Copy the lines of the records below verbatim, from the line with "of the mown" to the line with "of the utility", including both of those lines.

Raw records
-*-*-

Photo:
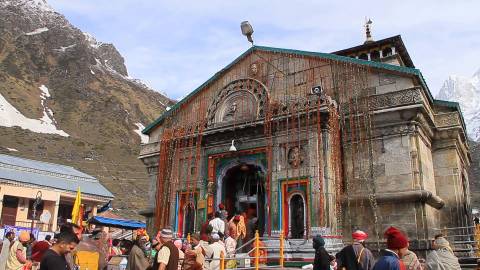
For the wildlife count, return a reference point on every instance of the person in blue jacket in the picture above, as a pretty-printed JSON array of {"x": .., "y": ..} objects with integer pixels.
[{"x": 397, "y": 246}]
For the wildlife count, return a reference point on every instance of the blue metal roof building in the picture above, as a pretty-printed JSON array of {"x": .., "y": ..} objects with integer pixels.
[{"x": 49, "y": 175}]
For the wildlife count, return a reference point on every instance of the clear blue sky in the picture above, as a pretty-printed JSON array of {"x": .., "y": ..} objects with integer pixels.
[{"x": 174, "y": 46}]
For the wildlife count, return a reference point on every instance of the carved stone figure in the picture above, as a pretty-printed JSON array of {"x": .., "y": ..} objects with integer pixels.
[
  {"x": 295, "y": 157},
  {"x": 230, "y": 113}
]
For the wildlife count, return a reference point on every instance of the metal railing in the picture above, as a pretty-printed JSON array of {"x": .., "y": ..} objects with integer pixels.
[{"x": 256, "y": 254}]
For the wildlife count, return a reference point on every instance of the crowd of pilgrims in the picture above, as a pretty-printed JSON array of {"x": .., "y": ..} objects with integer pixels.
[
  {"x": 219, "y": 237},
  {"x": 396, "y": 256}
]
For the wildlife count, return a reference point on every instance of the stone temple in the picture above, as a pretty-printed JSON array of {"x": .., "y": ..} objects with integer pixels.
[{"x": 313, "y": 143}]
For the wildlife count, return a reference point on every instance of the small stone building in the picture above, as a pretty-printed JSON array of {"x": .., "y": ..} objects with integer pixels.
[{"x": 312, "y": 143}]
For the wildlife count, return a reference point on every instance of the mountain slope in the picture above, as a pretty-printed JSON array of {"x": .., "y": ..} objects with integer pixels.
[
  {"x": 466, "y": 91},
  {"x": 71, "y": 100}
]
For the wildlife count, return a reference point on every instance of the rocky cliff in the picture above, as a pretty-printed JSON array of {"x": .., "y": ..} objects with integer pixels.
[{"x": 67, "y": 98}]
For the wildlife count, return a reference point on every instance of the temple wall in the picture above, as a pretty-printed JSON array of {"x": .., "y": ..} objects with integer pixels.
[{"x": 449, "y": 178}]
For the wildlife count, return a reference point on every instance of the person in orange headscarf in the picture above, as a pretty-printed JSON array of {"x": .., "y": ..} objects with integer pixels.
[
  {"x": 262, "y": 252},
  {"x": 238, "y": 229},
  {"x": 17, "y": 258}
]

-*-*-

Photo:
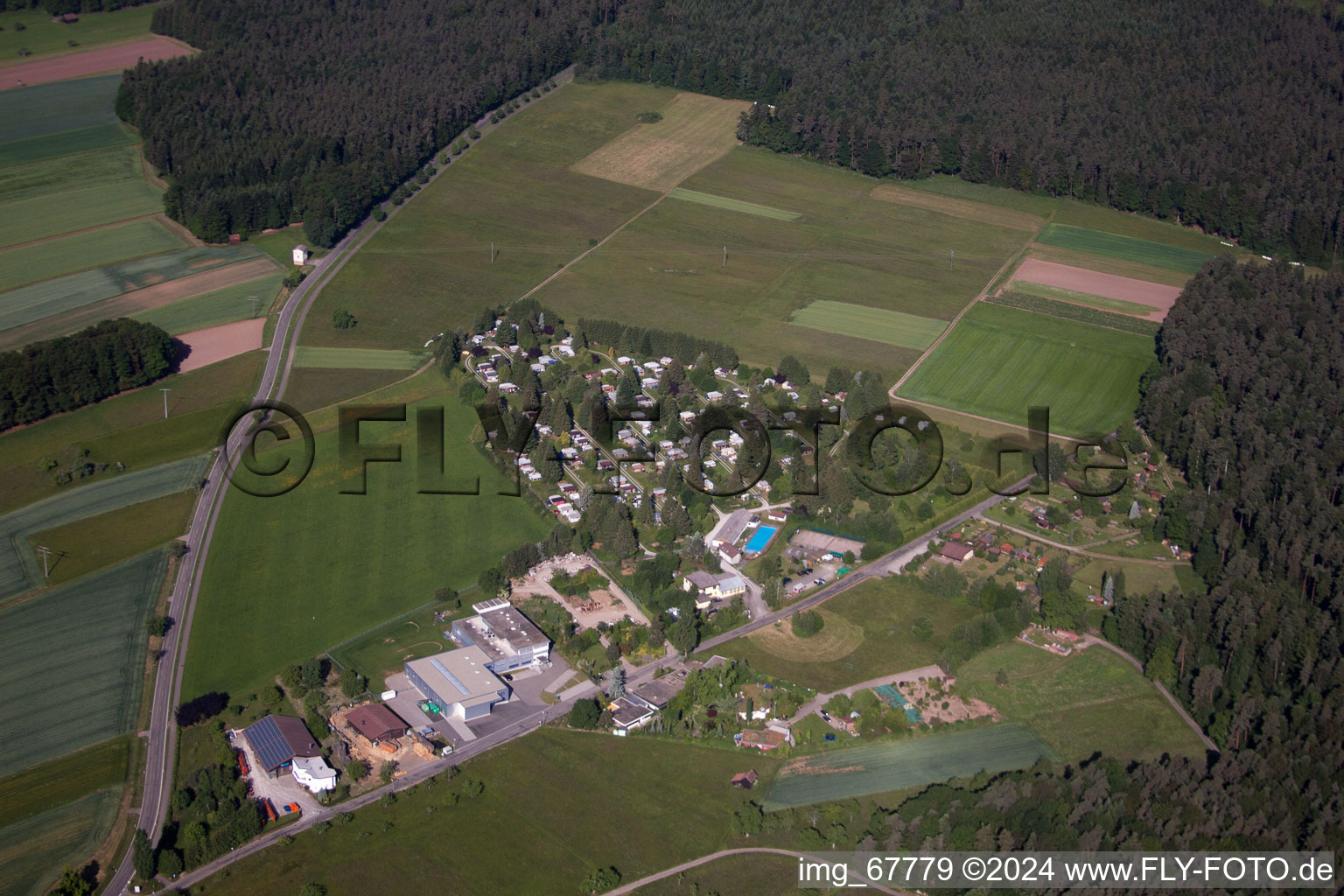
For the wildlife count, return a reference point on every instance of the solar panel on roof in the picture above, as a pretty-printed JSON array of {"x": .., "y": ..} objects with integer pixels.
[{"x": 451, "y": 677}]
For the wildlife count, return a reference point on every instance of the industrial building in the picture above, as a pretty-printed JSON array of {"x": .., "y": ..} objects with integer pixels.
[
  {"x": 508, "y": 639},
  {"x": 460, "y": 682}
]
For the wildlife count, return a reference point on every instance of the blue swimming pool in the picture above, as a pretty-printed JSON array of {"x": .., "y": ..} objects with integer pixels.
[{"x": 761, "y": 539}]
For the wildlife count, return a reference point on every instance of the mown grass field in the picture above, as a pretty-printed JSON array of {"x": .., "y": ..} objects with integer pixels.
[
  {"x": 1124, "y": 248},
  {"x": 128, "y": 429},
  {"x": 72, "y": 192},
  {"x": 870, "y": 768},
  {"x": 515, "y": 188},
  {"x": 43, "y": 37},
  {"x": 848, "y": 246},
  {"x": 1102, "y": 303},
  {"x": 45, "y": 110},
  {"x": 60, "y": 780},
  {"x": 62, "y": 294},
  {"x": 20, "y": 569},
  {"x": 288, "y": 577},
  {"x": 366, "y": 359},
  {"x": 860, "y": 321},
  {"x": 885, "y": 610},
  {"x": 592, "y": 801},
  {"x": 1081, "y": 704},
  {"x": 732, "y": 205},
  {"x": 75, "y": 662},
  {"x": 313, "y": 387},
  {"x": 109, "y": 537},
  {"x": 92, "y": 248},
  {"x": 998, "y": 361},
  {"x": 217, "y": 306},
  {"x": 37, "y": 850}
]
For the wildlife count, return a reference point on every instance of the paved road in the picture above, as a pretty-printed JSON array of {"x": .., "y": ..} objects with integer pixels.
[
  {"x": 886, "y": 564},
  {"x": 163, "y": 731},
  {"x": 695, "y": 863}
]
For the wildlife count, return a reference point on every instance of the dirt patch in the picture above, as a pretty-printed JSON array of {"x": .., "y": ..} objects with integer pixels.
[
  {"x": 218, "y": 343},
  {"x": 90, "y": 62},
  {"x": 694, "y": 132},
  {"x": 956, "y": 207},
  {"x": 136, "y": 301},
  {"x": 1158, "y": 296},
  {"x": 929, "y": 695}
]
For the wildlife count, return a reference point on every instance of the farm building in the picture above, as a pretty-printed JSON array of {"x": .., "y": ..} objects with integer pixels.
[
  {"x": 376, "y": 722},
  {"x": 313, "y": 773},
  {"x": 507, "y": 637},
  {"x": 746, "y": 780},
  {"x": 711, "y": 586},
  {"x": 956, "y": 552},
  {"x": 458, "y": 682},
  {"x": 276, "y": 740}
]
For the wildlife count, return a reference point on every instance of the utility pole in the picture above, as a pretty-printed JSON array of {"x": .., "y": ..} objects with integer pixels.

-*-*-

Task response:
For the wildlife count, return a reference point on every instance of the mown grass field in the picture above, as a pretty-printed JSON array of {"x": .., "y": ..} objects with integer pixels.
[
  {"x": 1124, "y": 248},
  {"x": 128, "y": 429},
  {"x": 72, "y": 192},
  {"x": 870, "y": 768},
  {"x": 515, "y": 188},
  {"x": 43, "y": 37},
  {"x": 848, "y": 246},
  {"x": 1102, "y": 303},
  {"x": 45, "y": 110},
  {"x": 60, "y": 780},
  {"x": 62, "y": 294},
  {"x": 20, "y": 569},
  {"x": 288, "y": 577},
  {"x": 366, "y": 359},
  {"x": 860, "y": 321},
  {"x": 885, "y": 610},
  {"x": 592, "y": 801},
  {"x": 1081, "y": 704},
  {"x": 732, "y": 205},
  {"x": 75, "y": 662},
  {"x": 313, "y": 387},
  {"x": 109, "y": 537},
  {"x": 92, "y": 248},
  {"x": 998, "y": 361},
  {"x": 217, "y": 306},
  {"x": 37, "y": 850}
]
For the wildlife count, return a reference point on every instance of the paved road in the picture above, as a pretty-printed JSON array of {"x": .., "y": ..} objects with integer pixels.
[
  {"x": 886, "y": 564},
  {"x": 163, "y": 731},
  {"x": 695, "y": 863}
]
For the wildlife count, return a reference point on every instance of the dirt patch in the picture above, as a pretty-printed JSON array of {"x": .., "y": ..} objects with integer pixels.
[
  {"x": 218, "y": 343},
  {"x": 90, "y": 62},
  {"x": 694, "y": 132},
  {"x": 956, "y": 207},
  {"x": 136, "y": 301},
  {"x": 1158, "y": 296},
  {"x": 929, "y": 695}
]
For the wildlife count, return a reference point on every instance of the farm building in the picture above, as a pretty-printed JSON array of {"x": .., "y": ..} objects with integer pixels.
[
  {"x": 376, "y": 722},
  {"x": 313, "y": 773},
  {"x": 507, "y": 637},
  {"x": 746, "y": 780},
  {"x": 711, "y": 586},
  {"x": 956, "y": 552},
  {"x": 458, "y": 682},
  {"x": 276, "y": 740}
]
For the wildlife count, return a reference point on every instance of the utility pole in the picture above, as a pretty-printed JSON array of {"x": .., "y": ..} objects with integer pixels.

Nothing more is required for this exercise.